| AUFGABE 1 |
Gib aus dem Forumsthread zur McDonaldsbelagerung den Abschnitt wortgetreu wieder, der mit den Worten „Find's schon witzig!“ beginnt und mit „(ich befürchte es).“ endet.
| AUFGABE 2 |
Fasse im Forumsthread zur McDonaldsbelagerung den Absatz, der mit „diese idee hat ich schonmal“ beginnt, kürzer zusammen und behalte dabei seine wichtigsten Fakten.
| AUFGABE 3 |
Prüfe, ob die folgenden Aussagen mit dem Forumsthread zur McDonaldsbelagerung übereinstimmen. Beantworte jede mit Ja oder Nein und zitiere die entscheidenden Worte wörtlich: (a) Fh4n schlägt vor, die Aktion mit einer Streetsession in Hamburg zu verbinden. (b) John Rico lehnt eine Teilnahme ab. (c) The Offspring will noch weitere Kollegen fragen.

| LESETEXT |
# Die McDonaldsbelagerung



## Darkmetal (14. August 2006)

hi an alle

diese idee hat ich schonmal mit ein paar freunden besprochen aber wir sind zu wenig dafür... also hab ich mir gedacht hier im forum sind viele die uns unterstützen könnten... 
wir wollten einmal alle zusammen zu mcdoof und 100 burger oder mehr zu bestellen... und desto mehr leute umso mehr burger können wir bestellen bzw. weniger pro person (ergo -> billiger für jeden einzelnen)

was meint ihr?
gibts jemanden der interesse bei dieser bescheuerten idee hat?

MfG
Nel


----------



## dubbel (14. August 2006)

ich versteh die idee noch nicht mal...


----------



## MTB-News.de




----------



## Darkmetal (14. August 2006)

lol....
mit so vielen leuten wie möglich zu mcdonalds gehen und so viele burger wie möglich bestellen


----------



## Beerchen (14. August 2006)

Da gibts dann bestimmt ein paar doofe Gesichter zu sehen, 
wenn der komplette Parkplatz mit 250 Mountainbikern belegt ist,
und einer reingeht und 500 Burger bestellt.


----------



## The Offspring (14. August 2006)

die idee is geil  ich bin dabei, werdn nochmal n par kollegen fragen ob sie auch mitmachen


----------



## Fh4n (14. August 2006)

Wie wärs wenn das Ganze wieder mit einer Streetsession in Hamburg verbunden wird?!
Denn dann könnte ich einige Hannoveraner wieder mitbringen.
Das Ganze natürlich bei McD auf der Reeperbahn, und diesmal lassen wir uns nicht von den Cops verscheuchen!


----------



## Beerchen (14. August 2006)

wenn Ihr das echt durchzieht, will ich hier Fotos von den doofen Gesichtern sehen.


----------



## holsteiner (14. August 2006)

der hat gerade eine Praktikantenstelle bei MCD bekommen und will zeigen, wie man Umsatz macht...

Mein Gott...
Peter


----------



## John Rico (14. August 2006)

Find's schon witzig!

Wäre auch dabei, bleibt nur die Frage, ob die Koordination nicht ähnlich wie bei der Streetsession oder dem Grillabend im Sand verläuft (ich befürchte es).

[Datensätze mit Koordinatenannotationen]
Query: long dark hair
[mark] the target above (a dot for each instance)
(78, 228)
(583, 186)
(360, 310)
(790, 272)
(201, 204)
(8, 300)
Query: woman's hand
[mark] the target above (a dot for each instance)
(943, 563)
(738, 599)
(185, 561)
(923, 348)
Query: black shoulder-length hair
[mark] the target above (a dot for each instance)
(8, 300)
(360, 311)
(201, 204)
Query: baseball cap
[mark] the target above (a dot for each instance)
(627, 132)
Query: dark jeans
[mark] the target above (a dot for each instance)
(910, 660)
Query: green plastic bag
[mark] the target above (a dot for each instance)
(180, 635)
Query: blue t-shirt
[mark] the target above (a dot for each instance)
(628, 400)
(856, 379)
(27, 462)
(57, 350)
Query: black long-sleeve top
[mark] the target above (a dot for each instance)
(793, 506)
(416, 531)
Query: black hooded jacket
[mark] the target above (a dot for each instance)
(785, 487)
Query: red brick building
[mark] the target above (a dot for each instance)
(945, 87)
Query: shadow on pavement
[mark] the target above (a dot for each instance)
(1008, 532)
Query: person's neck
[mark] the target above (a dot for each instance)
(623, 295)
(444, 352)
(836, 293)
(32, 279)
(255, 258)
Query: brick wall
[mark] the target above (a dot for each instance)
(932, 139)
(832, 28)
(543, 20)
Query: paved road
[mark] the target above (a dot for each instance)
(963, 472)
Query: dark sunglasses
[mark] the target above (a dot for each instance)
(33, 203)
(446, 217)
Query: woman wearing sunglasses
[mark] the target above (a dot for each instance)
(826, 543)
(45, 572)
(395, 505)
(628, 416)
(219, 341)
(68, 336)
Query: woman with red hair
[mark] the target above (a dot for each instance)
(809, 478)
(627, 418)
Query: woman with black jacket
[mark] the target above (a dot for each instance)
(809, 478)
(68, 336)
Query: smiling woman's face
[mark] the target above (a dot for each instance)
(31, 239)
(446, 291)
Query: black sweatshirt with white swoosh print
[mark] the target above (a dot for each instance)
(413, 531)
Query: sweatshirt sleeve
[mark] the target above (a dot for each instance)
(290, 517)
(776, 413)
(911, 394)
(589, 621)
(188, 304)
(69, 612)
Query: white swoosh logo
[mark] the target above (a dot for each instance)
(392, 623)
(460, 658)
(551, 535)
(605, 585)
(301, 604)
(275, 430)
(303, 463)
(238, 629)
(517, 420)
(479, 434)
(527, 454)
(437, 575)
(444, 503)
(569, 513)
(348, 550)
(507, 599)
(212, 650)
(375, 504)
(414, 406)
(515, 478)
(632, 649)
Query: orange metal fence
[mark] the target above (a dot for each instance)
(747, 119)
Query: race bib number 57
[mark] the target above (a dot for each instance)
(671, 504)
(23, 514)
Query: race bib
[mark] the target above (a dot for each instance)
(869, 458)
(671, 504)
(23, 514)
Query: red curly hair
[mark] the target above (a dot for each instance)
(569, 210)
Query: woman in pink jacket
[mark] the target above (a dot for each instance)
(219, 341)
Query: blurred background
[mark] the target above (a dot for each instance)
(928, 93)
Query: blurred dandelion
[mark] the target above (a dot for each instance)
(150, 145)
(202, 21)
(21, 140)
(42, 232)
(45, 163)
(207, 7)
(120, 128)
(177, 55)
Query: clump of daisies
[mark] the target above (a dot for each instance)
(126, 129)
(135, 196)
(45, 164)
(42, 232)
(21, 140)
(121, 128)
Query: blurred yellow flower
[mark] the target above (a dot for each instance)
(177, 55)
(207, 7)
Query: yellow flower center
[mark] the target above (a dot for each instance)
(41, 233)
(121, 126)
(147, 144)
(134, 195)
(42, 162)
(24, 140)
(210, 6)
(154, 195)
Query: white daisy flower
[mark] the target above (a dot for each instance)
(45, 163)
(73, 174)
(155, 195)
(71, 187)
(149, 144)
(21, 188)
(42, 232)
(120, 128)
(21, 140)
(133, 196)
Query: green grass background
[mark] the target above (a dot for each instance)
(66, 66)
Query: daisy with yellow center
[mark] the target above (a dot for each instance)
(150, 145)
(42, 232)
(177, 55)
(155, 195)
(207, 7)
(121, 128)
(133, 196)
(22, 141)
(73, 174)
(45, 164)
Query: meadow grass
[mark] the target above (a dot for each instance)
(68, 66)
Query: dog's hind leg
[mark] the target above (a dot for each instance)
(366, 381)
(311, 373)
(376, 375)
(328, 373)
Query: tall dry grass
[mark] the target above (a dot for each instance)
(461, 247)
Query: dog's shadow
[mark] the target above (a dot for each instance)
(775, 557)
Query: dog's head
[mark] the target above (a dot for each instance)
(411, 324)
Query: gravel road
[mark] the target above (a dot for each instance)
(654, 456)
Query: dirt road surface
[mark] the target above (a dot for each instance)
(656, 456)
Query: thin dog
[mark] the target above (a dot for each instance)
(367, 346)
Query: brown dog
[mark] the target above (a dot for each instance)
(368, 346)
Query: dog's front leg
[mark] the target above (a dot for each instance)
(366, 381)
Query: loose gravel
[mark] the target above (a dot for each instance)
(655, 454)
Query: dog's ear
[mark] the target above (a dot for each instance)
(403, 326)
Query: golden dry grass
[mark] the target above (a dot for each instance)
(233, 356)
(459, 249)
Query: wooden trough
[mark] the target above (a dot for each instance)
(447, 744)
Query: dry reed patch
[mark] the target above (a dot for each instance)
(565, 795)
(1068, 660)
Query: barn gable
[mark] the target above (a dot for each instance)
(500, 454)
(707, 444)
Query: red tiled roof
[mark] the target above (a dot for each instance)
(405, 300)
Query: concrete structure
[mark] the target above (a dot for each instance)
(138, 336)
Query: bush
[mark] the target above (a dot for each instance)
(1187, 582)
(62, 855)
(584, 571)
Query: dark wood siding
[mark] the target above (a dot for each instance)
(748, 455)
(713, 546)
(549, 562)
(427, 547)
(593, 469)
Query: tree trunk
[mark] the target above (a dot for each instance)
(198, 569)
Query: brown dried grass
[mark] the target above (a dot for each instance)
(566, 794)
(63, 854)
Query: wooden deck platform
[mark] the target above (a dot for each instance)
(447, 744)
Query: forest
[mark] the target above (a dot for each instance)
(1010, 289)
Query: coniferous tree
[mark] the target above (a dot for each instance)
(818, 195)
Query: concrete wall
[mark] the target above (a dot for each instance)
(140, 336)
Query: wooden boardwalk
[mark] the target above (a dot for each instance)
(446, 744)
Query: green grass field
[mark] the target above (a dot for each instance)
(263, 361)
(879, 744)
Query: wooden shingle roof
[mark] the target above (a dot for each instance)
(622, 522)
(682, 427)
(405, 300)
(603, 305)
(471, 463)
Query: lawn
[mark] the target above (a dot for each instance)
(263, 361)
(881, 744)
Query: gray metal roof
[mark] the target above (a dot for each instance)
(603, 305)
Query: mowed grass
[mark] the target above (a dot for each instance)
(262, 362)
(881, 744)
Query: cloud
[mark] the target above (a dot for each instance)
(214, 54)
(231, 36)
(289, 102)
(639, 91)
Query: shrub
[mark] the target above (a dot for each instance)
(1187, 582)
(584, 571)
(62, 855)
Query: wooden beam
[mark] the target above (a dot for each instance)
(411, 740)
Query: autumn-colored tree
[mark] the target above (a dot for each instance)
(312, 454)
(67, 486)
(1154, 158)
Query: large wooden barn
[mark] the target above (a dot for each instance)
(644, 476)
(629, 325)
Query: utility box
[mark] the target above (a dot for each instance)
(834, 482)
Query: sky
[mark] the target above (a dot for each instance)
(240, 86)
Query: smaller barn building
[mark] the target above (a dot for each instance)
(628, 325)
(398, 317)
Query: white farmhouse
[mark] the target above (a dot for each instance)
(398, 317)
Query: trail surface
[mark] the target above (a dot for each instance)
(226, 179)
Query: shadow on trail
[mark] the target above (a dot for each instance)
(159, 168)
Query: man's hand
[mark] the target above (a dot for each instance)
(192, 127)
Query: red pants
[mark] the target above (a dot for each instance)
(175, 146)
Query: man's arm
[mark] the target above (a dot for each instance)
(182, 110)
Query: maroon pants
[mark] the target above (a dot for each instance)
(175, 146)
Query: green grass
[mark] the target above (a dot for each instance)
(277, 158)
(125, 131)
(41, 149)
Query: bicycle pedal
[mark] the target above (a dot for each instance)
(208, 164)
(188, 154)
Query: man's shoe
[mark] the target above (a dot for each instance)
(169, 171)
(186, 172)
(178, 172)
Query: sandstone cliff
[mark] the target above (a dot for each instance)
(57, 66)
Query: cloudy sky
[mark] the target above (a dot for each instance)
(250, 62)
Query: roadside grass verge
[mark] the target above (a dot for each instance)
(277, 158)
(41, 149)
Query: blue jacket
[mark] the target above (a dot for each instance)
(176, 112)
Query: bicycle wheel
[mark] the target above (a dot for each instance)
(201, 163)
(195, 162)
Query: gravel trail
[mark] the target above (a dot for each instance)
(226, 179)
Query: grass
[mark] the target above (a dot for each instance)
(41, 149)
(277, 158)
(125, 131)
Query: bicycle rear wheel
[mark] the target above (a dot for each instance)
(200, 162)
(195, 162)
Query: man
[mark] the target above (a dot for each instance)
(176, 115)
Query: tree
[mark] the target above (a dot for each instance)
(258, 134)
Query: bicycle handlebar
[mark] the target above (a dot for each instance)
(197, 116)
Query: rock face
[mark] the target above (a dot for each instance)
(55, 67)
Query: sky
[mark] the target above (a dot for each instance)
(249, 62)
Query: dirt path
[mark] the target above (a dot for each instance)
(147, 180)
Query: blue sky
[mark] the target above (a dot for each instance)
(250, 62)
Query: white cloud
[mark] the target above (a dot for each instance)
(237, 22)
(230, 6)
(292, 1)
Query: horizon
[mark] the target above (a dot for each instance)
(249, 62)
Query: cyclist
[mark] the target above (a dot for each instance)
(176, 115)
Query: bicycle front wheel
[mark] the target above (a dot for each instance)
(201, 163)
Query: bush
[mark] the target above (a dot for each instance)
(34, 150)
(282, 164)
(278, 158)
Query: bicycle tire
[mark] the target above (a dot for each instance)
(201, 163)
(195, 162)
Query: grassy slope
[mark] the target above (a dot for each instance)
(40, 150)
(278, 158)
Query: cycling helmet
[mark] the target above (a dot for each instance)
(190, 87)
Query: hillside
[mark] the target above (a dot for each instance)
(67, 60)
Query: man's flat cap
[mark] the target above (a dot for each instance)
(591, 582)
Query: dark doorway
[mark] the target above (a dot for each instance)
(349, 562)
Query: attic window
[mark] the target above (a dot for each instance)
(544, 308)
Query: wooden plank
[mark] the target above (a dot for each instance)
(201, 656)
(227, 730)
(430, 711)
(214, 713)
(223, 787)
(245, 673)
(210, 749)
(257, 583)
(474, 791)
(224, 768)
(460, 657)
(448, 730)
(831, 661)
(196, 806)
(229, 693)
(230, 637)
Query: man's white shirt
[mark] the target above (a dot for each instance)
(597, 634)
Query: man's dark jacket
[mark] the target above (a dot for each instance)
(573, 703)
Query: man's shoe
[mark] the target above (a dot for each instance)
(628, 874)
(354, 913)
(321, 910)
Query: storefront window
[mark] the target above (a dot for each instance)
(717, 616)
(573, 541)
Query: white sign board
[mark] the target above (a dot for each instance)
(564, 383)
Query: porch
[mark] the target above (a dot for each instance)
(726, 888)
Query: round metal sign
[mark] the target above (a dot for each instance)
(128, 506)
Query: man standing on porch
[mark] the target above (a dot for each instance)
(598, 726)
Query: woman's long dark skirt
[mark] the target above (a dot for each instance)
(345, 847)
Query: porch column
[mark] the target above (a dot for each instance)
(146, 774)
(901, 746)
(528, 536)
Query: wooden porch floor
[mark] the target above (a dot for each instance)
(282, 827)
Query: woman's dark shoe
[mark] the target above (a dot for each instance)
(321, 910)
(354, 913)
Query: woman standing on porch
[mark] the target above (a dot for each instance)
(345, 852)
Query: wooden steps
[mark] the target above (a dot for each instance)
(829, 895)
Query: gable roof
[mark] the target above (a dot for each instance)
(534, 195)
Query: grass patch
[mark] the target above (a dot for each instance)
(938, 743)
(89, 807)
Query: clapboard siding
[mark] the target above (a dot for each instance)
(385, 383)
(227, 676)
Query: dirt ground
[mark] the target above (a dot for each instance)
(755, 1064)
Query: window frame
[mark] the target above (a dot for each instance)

| RICHTIGE LÖSUNG 1 |
Find's schon witzig!

Wäre auch dabei, bleibt nur die Frage, ob die Koordination nicht ähnlich wie bei der Streetsession oder dem Grillabend im Sand verläuft (ich befürchte es).

| RICHTIGE LÖSUNG 2 |
Die Idee wurde schon mit Freunden besprochen, doch dafür waren es zu wenige Leute. Deshalb sollen im Forum Unterstützer gefunden werden. Der Plan ist, gemeinsam zu McDonald's zu gehen und 100 oder mehr Burger zu bestellen. Je mehr Leute mitmachen, desto mehr Burger lassen sich bestellen oder desto weniger entfallen auf jeden Einzelnen, was es für jeden billiger macht.

| RICHTIGE LÖSUNG 3 |
(a) Ja: „Wie wärs wenn das Ganze wieder mit einer Streetsession in Hamburg verbunden wird?!“
(b) Nein: „Wäre auch dabei“
(c) Ja: „werdn nochmal n par kollegen fragen ob sie auch mitmachen“